---------- DATA TO PROCESS ----------

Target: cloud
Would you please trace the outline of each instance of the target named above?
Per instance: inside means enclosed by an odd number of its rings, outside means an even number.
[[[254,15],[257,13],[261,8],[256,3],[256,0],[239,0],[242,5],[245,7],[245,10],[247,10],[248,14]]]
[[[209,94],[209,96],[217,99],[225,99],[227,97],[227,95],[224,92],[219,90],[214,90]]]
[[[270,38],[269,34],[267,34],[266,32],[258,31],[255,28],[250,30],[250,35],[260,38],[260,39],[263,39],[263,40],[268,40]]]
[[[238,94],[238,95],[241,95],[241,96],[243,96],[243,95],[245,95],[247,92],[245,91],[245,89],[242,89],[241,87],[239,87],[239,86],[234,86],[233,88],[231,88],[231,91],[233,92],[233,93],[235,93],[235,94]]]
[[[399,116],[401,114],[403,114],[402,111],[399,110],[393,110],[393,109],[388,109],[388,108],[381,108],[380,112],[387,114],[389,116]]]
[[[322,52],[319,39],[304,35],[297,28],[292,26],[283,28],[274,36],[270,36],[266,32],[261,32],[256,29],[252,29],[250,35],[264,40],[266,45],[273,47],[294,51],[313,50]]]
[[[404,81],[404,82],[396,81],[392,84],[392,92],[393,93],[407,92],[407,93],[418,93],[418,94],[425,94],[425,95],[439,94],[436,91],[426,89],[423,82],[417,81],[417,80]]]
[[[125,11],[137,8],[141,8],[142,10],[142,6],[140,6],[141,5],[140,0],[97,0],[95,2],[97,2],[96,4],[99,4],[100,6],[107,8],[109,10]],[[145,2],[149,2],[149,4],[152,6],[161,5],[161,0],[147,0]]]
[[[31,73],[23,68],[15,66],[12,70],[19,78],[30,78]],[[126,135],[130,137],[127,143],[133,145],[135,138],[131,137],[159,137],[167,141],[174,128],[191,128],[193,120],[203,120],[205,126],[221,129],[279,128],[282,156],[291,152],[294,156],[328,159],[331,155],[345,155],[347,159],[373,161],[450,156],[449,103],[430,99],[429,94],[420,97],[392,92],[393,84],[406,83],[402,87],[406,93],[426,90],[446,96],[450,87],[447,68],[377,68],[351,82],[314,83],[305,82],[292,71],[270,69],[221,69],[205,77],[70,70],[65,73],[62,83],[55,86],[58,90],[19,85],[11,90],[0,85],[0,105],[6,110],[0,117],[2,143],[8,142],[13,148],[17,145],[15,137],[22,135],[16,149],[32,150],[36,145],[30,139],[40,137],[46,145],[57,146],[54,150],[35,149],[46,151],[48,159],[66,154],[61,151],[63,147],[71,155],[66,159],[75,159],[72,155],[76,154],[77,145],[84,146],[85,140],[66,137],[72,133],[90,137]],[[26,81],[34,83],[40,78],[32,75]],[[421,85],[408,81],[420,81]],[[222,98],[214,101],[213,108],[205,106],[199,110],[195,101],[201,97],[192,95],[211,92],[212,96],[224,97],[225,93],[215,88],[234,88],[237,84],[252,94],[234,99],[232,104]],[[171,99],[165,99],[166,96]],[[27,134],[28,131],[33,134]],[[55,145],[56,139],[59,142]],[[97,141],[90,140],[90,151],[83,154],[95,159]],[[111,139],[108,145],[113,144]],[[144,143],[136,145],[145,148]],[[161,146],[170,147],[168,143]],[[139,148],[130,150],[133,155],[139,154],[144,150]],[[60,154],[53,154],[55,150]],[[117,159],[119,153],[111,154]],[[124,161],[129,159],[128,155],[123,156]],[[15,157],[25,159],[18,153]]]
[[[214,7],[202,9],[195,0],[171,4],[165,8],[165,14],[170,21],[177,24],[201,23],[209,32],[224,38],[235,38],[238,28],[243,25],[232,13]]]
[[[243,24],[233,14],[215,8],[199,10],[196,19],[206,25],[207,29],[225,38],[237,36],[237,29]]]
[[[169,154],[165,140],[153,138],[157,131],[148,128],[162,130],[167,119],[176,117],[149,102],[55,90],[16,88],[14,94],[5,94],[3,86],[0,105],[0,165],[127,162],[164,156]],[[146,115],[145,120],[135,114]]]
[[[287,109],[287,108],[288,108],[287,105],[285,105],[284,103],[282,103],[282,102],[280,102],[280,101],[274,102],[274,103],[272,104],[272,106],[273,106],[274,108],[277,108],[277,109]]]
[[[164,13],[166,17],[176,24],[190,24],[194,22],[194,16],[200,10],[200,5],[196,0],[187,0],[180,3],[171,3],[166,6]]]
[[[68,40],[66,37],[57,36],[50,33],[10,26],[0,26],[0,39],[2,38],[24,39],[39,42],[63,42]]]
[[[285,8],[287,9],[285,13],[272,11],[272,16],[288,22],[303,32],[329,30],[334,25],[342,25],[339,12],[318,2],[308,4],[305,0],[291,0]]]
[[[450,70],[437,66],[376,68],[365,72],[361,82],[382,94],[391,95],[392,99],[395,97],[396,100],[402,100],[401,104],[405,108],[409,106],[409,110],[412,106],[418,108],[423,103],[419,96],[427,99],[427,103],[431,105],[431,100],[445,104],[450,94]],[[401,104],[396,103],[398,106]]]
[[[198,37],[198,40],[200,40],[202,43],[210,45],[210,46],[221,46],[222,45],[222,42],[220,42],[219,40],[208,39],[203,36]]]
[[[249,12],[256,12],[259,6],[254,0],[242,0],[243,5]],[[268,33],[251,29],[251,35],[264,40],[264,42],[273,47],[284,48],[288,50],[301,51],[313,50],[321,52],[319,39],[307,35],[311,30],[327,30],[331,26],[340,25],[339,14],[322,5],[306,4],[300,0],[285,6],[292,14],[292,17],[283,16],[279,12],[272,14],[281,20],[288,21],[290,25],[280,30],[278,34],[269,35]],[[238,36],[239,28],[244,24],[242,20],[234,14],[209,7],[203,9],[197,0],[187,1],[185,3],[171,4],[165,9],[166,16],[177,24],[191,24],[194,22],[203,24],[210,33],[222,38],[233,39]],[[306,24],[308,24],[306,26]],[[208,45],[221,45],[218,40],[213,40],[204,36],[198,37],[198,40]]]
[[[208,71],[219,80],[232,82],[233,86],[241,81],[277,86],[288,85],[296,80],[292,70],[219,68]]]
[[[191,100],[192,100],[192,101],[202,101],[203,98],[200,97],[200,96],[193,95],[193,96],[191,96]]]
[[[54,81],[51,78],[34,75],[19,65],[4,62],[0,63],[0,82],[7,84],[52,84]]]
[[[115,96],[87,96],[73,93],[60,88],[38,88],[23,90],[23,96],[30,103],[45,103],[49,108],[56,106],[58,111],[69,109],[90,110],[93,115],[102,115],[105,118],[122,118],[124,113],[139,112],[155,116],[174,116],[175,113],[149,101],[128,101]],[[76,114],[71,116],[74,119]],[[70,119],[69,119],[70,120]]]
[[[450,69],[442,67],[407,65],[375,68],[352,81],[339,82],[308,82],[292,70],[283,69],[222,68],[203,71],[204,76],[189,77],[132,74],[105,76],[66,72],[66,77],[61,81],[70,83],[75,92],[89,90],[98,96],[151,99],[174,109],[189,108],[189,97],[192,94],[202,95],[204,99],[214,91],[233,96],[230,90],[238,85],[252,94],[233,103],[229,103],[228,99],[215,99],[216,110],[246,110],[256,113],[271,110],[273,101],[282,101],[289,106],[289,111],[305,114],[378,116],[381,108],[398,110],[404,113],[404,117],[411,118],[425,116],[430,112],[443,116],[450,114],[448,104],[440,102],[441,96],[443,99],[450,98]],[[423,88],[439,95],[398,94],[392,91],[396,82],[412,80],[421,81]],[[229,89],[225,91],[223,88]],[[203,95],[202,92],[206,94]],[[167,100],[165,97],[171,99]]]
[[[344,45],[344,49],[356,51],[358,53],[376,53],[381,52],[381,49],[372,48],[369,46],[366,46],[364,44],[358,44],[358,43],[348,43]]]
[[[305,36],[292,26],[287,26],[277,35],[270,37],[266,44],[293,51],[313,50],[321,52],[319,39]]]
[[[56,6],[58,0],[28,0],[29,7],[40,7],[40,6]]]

----------

- **WHAT YOU ARE ASKED TO DO**
Starting with the first line of the listing above, copy each line exactly until you have copied the line containing "Would you please". Stop there.

- **EXERCISE SOLUTION**
Target: cloud
Would you please trace the outline of each instance of the target named above?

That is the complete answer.